§ **EXTRAIT DU TEXTE**
##########

Si le danger semble venir au départ des humains devenus insectes tueurs, les hommes sont loin d’être de gentils agneaux ne voulant que le bien de leur prochain. Ainsi la monstruosité physique des cagasters révèle surtout celle morale de l’humain, sommé de perdre tout scrupule face à un éventuel danger sous prétexte de survie de son espèce. Les exterminateurs sont alors chargés du sale boulot, celui d’exécuter ceux coupables d’avoir perdu leur droit à l’humanité. Quitte ensuite à être haïs pour avoir tué froidement un membre aimé de la famille…
L’univers mis en scène par la mangaka est en soi assez classique en terme de monde post-apocalyptique : désertique, peu développé, revenu au stade des marchands et des guerriers. Mais c’est plutôt sur ses personnages que Hashimoto met l’accent, les rendant attachants et assez travaillés. Dommage néanmoins qu’elle n’ait pas suivi son idée de départ (expliquée à la fin du tome 5) avec une guerrière sauvant un cobaye, ayant finalement préféré revenir au très classique “chevalier sauvant sa princesse”. Kidow, le guerrier ombrageux au lourd passé, Ilie l’innocente jeune fille à protéger qui se trouve un job de serveuse-boniche dans un restaurant. Je regrette ainsi quelques bonnes petites doses de sexisme par ci par là, quelques paroles malheureuses dans la bouche de certains personnages mais si je ne lisais que des mangas qui plaisaient à ma facette féministe, j’aurais sans doute arrêté leur lecture depuis longtemps…
On évite néanmoins toute dose de fan-service voyeur – amateurs de voluptueuses poitrines, passez votre chemin – et on reste tout de même face à une histoire dynamique et plutôt travaillée où se mêlent aussi bien la légèreté d’un quotidien heureux mais si fragile, les combats dynamiques où chaque coup peut achever n’importe quel personnage, les questionnements sur ce qu’est l’humain et ses limites, le bien, le mal, le moralement acceptable ou pas.

##########

Descriptions de zones en langage courant:
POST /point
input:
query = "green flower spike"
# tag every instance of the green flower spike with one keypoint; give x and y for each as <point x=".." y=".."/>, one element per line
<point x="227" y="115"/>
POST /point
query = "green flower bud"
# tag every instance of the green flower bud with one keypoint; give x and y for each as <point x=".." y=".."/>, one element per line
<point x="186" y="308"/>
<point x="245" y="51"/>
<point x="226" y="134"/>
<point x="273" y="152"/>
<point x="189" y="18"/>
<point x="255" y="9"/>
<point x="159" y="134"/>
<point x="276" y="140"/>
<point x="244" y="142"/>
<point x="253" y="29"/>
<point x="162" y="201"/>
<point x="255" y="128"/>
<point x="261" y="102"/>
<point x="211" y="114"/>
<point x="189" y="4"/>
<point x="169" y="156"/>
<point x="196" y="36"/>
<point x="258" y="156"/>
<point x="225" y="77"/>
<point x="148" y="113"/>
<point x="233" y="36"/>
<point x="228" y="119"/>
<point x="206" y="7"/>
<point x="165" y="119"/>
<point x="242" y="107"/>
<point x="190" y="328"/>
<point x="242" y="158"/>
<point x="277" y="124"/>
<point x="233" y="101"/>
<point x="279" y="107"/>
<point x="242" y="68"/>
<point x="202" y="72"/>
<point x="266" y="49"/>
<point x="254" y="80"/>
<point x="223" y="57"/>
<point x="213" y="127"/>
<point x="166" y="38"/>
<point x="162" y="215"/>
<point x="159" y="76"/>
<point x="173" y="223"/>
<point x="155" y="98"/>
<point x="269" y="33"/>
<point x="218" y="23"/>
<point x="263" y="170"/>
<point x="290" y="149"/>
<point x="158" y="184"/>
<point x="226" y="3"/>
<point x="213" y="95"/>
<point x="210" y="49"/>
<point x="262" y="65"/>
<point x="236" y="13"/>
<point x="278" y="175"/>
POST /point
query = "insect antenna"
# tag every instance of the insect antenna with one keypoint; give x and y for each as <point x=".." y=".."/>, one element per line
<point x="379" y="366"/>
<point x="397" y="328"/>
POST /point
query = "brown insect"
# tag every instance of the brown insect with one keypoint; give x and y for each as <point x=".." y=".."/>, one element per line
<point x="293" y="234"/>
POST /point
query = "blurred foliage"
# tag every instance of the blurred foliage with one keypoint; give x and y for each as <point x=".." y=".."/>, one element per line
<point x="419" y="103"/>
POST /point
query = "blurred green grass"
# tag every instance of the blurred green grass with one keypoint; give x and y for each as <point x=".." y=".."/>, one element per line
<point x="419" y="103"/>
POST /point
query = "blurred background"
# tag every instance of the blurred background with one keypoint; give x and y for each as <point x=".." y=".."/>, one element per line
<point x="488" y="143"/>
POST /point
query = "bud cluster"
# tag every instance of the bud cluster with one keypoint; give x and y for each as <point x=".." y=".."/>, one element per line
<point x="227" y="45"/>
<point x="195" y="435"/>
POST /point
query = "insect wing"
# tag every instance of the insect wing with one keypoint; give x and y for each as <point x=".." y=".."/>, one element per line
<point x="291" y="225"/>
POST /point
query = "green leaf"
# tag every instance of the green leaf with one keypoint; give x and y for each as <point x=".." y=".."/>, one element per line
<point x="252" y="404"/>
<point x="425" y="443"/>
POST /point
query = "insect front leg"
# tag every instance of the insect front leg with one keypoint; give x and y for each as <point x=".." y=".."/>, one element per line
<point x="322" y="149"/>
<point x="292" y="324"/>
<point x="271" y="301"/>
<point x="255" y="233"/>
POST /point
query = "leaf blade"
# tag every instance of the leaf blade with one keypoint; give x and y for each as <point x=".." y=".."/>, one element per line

##########

§ **VOS CONSIGNES**
Écrivez la suite de la critique du manga sur les cagasters, en reprenant juste après sa dernière phrase.

§ **RÉPONSE RÉDIGÉE**
Dans les postfaces, la mangaka revient sur son idée de départ, des humains se transformant en insectes en citant comme référence La métamorphose de Kafka. Ou la question n’est pas de savoir “pourquoi ?” mais plutôt “comment vivre avec ça ?”. Ici, cela revient à “Comment vivre avec cette menace constante de voir un être cher se transformer et perdre toute chance d’être considéré comme ayant le droit d’exister ?”. Comment vivre avec le risque de soi-même terminer en bestiole découpeuse de chair humaine ? Comment survivre dignement face à une humanité qui préfère continuer à tuer ses congénères, incapable de remettre en question ses pulsions belliqueuses même face à une fin programmée ?
Par son ambiance et son univers, Cagaster me fait beaucoup penser à Immortal Rain de Kaori Ozaki (que je trouve néanmoins plus intense et plus travaillé). Une ambiance chargée de tendresse et de chaleur humaine entre les personnages qu’on apprend à connaître, mais où la mort est continuellement présente et où beaucoup vont devoir faire face à un destin souvent tragique, parfois déjà écrit à l’avance par d’autres. Ilie notamment porte un lourd poids qui la fait énormément évoluer au fil des pages, la rendant assez méconnaissable entre le tome 1 et 6, ayant deux facettes extrêmement différentes qui approfondissent le personnage.
Il est également intéressant, au travers des commentaires de la mangaka, de voir comment elle a fait évoluer son histoire, décidant des épisodes à incorporer ou pas, pour parvenir à un équilibre entre rythme et développement de ses personnages par des histoires annexes.
Cagaster s’avère donc être une lecture plaisante, prenante, dynamique et efficace, au delà du classicisme de son histoire ou de ses personnages, attachants, agrémenté d’un dessin plutôt agréable et bien maîtrisé.